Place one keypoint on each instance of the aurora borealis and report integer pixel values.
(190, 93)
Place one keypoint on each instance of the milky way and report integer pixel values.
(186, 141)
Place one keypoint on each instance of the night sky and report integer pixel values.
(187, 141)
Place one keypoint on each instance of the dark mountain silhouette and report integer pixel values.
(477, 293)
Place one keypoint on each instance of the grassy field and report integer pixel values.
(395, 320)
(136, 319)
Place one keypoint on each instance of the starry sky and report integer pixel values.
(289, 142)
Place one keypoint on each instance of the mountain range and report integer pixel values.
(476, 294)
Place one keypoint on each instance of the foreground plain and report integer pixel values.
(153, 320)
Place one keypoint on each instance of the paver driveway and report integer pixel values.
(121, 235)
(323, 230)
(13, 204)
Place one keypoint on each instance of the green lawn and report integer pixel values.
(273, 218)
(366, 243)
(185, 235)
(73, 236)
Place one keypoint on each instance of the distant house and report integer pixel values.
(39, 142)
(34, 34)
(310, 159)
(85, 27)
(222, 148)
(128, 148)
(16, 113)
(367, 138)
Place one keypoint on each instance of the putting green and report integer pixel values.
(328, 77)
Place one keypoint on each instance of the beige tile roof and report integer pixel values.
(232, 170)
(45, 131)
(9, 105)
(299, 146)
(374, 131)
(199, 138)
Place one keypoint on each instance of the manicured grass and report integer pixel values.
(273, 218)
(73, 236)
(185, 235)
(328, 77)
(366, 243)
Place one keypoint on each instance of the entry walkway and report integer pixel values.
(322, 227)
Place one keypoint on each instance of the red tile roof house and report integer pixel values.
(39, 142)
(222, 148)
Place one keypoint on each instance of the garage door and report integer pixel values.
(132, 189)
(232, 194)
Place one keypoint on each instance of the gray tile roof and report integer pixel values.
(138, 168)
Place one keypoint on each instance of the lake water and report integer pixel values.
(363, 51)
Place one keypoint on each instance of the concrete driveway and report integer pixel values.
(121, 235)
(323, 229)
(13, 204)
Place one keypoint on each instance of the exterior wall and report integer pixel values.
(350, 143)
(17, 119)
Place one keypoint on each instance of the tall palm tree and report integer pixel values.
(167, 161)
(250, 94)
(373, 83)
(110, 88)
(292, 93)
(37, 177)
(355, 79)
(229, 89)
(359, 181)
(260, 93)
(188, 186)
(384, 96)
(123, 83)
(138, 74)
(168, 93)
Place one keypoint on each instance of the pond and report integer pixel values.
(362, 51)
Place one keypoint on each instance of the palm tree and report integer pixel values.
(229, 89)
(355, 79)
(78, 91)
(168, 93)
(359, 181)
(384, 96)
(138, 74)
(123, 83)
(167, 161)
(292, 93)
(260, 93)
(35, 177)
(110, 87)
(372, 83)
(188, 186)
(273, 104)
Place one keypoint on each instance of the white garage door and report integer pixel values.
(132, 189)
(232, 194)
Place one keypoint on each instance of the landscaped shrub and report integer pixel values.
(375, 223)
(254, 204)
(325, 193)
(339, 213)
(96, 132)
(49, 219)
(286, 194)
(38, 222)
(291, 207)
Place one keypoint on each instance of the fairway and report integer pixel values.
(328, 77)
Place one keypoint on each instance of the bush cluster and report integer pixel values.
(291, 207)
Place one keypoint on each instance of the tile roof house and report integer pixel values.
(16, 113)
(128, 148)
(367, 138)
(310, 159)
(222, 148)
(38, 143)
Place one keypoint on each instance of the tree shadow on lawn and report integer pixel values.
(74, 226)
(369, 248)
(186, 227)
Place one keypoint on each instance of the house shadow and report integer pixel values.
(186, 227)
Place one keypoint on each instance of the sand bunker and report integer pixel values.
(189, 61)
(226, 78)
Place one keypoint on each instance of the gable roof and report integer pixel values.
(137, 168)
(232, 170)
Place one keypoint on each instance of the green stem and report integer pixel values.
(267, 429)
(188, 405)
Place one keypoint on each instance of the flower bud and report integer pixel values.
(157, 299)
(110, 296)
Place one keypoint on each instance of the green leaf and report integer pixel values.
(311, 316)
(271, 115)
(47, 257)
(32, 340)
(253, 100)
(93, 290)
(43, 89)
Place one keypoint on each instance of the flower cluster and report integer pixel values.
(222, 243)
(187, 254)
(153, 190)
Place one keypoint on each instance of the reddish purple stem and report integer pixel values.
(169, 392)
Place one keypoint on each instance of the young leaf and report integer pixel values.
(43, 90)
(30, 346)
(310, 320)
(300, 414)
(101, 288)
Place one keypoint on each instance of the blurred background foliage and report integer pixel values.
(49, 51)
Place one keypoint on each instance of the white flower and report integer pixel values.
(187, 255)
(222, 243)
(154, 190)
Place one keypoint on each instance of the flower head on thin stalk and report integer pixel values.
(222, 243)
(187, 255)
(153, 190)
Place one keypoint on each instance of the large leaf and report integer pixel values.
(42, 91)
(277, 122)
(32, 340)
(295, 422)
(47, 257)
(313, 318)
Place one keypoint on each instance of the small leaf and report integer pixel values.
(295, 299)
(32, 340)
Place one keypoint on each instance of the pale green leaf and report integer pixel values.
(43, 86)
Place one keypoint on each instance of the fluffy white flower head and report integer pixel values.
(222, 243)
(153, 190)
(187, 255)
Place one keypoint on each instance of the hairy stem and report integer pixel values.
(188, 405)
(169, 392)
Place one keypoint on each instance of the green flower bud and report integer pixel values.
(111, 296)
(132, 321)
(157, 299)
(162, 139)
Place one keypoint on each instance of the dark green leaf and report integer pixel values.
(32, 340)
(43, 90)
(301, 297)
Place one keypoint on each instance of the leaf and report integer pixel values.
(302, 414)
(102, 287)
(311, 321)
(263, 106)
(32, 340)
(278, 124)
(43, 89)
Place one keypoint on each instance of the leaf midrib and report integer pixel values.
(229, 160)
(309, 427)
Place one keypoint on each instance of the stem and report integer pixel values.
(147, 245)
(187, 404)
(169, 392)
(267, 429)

> [WORK INSTRUCTIONS] Every entry must come back exactly as written above.

> [WRITTEN RESPONSE]
Place one keypoint on each instance of the aurora borealis and report integer pixel values.
(190, 93)
Place one keypoint on each instance of the milky way and report integer pixel values.
(186, 141)
Place one keypoint on each instance of the night sky and report integer pixel values.
(187, 141)
Place one keypoint on each instance of the dark mountain silhouette and report integer pixel values.
(477, 293)
Place one keypoint on each instance of the grassy field and report integer pixel values.
(395, 320)
(136, 319)
Place one keypoint on each instance of the starry sky and report integer pixel values.
(289, 142)
Place one keypoint on each instance of the mountain range and report integer pixel values.
(476, 294)
Place one keypoint on each instance of the foreground plain and report integer pixel values.
(153, 320)
Place one keypoint on each instance of the paver driveway and report integer pixel values.
(121, 235)
(323, 230)
(13, 204)
Place one keypoint on each instance of the green lawn and report integer pixel values.
(273, 218)
(366, 243)
(185, 235)
(73, 236)
Place one keypoint on each instance of the distant house and report integer pixel values.
(39, 142)
(34, 34)
(310, 159)
(85, 27)
(222, 148)
(128, 148)
(16, 113)
(367, 138)
Place one keypoint on each instance of the putting green and report integer pixel values.
(328, 77)
Place one keypoint on each instance of the beige tile roof and report integer pixel values.
(232, 170)
(45, 131)
(9, 105)
(299, 146)
(374, 131)
(199, 138)
Place one keypoint on each instance of the manicured grass and report integer pixel values.
(273, 218)
(73, 236)
(185, 235)
(328, 77)
(366, 243)
Place one keypoint on each instance of the entry walkway and report integer pixel values.
(322, 227)
Place one keypoint on each instance of the red tile roof house and report integer pixel values.
(39, 142)
(222, 148)
Place one keypoint on each instance of the garage door and report integer pixel values.
(132, 189)
(232, 194)
Place one keypoint on each instance of the gray tile roof and report integer pixel values.
(138, 168)
Place one keypoint on each instance of the lake water and report integer pixel values.
(363, 51)
Place one keypoint on each instance of the concrete driveway and report integer pixel values.
(121, 235)
(323, 229)
(13, 204)
Place one keypoint on each instance of the exterior wall and report integer pixel values.
(350, 143)
(17, 119)
Place one keypoint on each instance of the tall palm tree and report integer pixel values.
(167, 161)
(250, 94)
(373, 83)
(110, 88)
(292, 93)
(37, 177)
(355, 79)
(229, 89)
(359, 181)
(260, 93)
(188, 186)
(384, 96)
(123, 83)
(138, 74)
(168, 93)
Place one keypoint on each instance of the pond and report integer pixel values.
(362, 51)
Place one keypoint on each instance of the palm tree and report integer pixel values.
(229, 89)
(355, 79)
(78, 91)
(168, 93)
(359, 181)
(384, 96)
(138, 74)
(123, 83)
(167, 161)
(292, 93)
(260, 93)
(35, 177)
(110, 87)
(372, 83)
(188, 186)
(273, 104)
Place one keypoint on each instance of the white garage door and report integer pixel values.
(132, 189)
(232, 194)
Place one keypoint on each instance of the landscaped shrub and report integer pixel values.
(375, 223)
(254, 204)
(325, 193)
(339, 213)
(96, 132)
(49, 219)
(286, 194)
(38, 222)
(291, 207)
Place one keypoint on each instance of the fairway and report integer pixel values.
(328, 77)
Place one keypoint on each instance of the bush cluster and report integer pixel values.
(291, 207)
Place one keypoint on each instance of the tile roof house and report integer pixel values.
(16, 113)
(128, 148)
(367, 138)
(310, 159)
(222, 148)
(38, 143)
Place one keypoint on each instance of the tree shadow on lawn and report integer pixel values.
(74, 226)
(369, 248)
(186, 227)
Place one keypoint on each instance of the house shadow and report integer pixel values.
(186, 227)
Place one keypoint on each instance of the sand bunker and report integer pixel values.
(189, 61)
(226, 78)
Place one keypoint on each instance of the gable roof and report integer pixel values.
(137, 168)
(232, 170)
Place one keypoint on each instance of the green stem and report integer pixel values.
(267, 429)
(188, 405)
Place one keypoint on each instance of the flower bud and report integer pixel values.
(157, 299)
(110, 296)
Place one keypoint on each instance of the green leaf and report integer pixel values.
(311, 316)
(271, 115)
(47, 257)
(32, 340)
(253, 100)
(93, 290)
(43, 89)
Place one keypoint on each instance of the flower cluster and report integer pixel values.
(222, 243)
(187, 254)
(153, 190)
Place one keypoint on each instance of the reddish purple stem and report integer pixel values.
(169, 392)
Place one keypoint on each instance of the young leaf and report integer pixel values.
(43, 90)
(30, 346)
(310, 320)
(300, 414)
(101, 288)
Place one keypoint on each instance of the blurred background foliage and report integer pixel values.
(49, 51)
Place one keypoint on each instance of the white flower and report integer pixel values.
(187, 255)
(222, 243)
(154, 190)
Place one keypoint on each instance of the flower head on thin stalk and report integer pixel values.
(222, 243)
(187, 255)
(153, 190)
Place one keypoint on each instance of the large leaf and report integer pixel values.
(42, 91)
(277, 122)
(32, 340)
(295, 422)
(47, 257)
(313, 318)
Place one keypoint on each instance of the small leaf and report integer pixel values.
(295, 299)
(32, 340)
Place one keypoint on each instance of the pale green leaf and report integer pixel values.
(43, 86)
Place one keypoint on each instance of the fluffy white flower head and report integer pixel values.
(222, 243)
(153, 190)
(187, 255)
Place one keypoint on each instance of the hairy stem and report integer pixel values.
(188, 405)
(169, 392)
Place one keypoint on each instance of the green flower bud and report integer pixel values.
(111, 296)
(132, 321)
(157, 299)
(162, 139)
Place one keypoint on each instance of the dark green leaf and report integer pixel values.
(32, 340)
(43, 90)
(301, 297)
Place one keypoint on each instance of the leaf and report integer pixel values.
(302, 414)
(102, 287)
(311, 321)
(263, 106)
(32, 340)
(278, 124)
(43, 89)
Place one keypoint on each instance of the leaf midrib and report integer pixel values.
(229, 160)
(309, 427)
Place one keypoint on each instance of the stem and report integer pixel values.
(147, 245)
(187, 404)
(169, 392)
(267, 429)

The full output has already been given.